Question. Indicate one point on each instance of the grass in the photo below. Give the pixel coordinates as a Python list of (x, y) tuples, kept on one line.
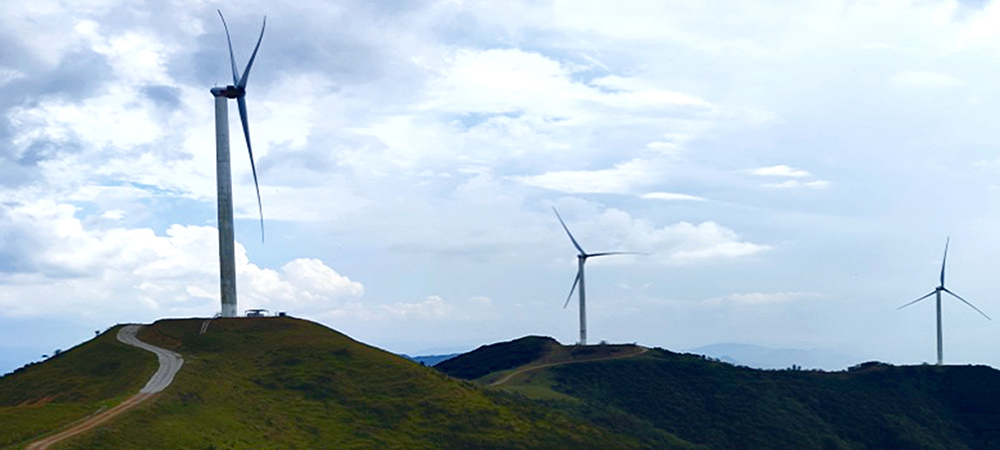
[(99, 373), (282, 383)]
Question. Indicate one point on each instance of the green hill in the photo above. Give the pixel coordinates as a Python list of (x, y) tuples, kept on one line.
[(282, 383), (720, 406), (94, 375)]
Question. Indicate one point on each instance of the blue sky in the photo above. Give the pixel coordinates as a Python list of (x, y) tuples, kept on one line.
[(792, 169)]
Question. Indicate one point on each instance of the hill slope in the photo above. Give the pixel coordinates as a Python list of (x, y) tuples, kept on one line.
[(280, 383), (96, 374), (720, 406)]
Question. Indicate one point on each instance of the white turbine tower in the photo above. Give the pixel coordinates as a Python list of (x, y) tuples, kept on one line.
[(227, 258), (937, 293), (581, 260)]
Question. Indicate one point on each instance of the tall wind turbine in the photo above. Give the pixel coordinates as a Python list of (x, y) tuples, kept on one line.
[(937, 293), (227, 258), (581, 259)]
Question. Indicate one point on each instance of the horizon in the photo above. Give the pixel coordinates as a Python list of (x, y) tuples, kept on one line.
[(793, 171)]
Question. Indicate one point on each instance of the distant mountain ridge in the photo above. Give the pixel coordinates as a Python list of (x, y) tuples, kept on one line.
[(777, 358), (694, 401), (429, 360), (277, 383)]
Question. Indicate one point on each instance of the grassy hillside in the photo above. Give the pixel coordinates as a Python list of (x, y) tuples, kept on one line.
[(282, 383), (96, 374), (720, 406), (497, 357)]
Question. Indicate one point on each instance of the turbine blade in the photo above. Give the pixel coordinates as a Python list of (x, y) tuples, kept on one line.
[(575, 244), (967, 303), (246, 72), (917, 300), (232, 59), (575, 281), (615, 253), (945, 259), (241, 101)]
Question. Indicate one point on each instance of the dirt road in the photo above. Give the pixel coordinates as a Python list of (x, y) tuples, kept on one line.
[(170, 364)]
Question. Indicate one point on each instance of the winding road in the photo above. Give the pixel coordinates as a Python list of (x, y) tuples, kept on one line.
[(170, 364)]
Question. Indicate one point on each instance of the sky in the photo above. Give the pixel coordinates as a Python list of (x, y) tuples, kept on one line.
[(791, 169)]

--- --- ---

→ What you are asked to do: Can you change every "photo" in the data above to "image", keep all other text the same, and leave the pictures out?

→ Solution for this task:
Question. Indicate one point on each instance of the grass in the image below. Give the pixel coordinates as a Python list of (x, y) tuples, kept on one line.
[(99, 373), (282, 383)]
Question. Indicate one point on each instance of the green hill in the image above. Give the pixel coordinates as a Python list of (x, y) tuples, kept on one line.
[(282, 383), (720, 406), (94, 375)]
Question. Indicate one point on each instance of the blue sky in the image above. Give the pixel coordinates as a Python list of (x, y) tuples, kept on one line.
[(792, 169)]
Question. Indicate one point on each instance of the hill slope in the image above. Give the pixel coordinates as a Python list of (x, y) tuples, kept on one line.
[(280, 383), (96, 374), (720, 406)]
Question. Indicate one point on each instance of the white turbine tower in the image above. Give the pixel coordinates as a Python list of (x, y) tuples, kept on one line.
[(227, 258), (937, 293), (581, 260)]
Question. Indicate one point on each instance of the tall wind turbine in the image above. Give the pixel coordinates as a Python list of (x, y) tuples, kept on one line.
[(937, 293), (227, 258), (581, 259)]
Question. Indicate one point on each instance of the horizon in the image above. Give the pixel coordinates as a Python list of (x, y) tuples, kept on one line.
[(793, 171)]
Question. Indicate one point on each instance of the distant mountain ridge in the image above. Give the pixel coordinates as a Python list of (x, y) tuples, kept on one line.
[(777, 358), (694, 401), (429, 360), (277, 383)]
Question. Indicate one point on each instance of the grassy hillside in the image above. Give the pixel coordinates as a Python list of (x, y) tuples, kept on one line.
[(282, 383), (96, 374), (720, 406), (497, 357)]
Question. Indicate one point on each instance of the turbine blade in the image above. Give the pixel coordinates as a Python list of (x, y) tuples, kept on one line.
[(575, 244), (967, 303), (246, 72), (917, 300), (232, 59), (575, 281), (615, 253), (945, 259), (241, 101)]
Question. Indicate one point on each instance of the dirt road in the image above. Give the pixel coordinates as a Python list of (x, y) tuples, kept on one line.
[(170, 364)]
Question. Indicate one point on each instance of the winding road in the image above. Give the pixel coordinates as a Python list of (x, y) tuples, kept on one line.
[(170, 364)]
Question. Indicate one point on each instance of the sky in the image above. Give the pixel coordinates as a Python list of (x, y) tuples, kept on one line.
[(791, 169)]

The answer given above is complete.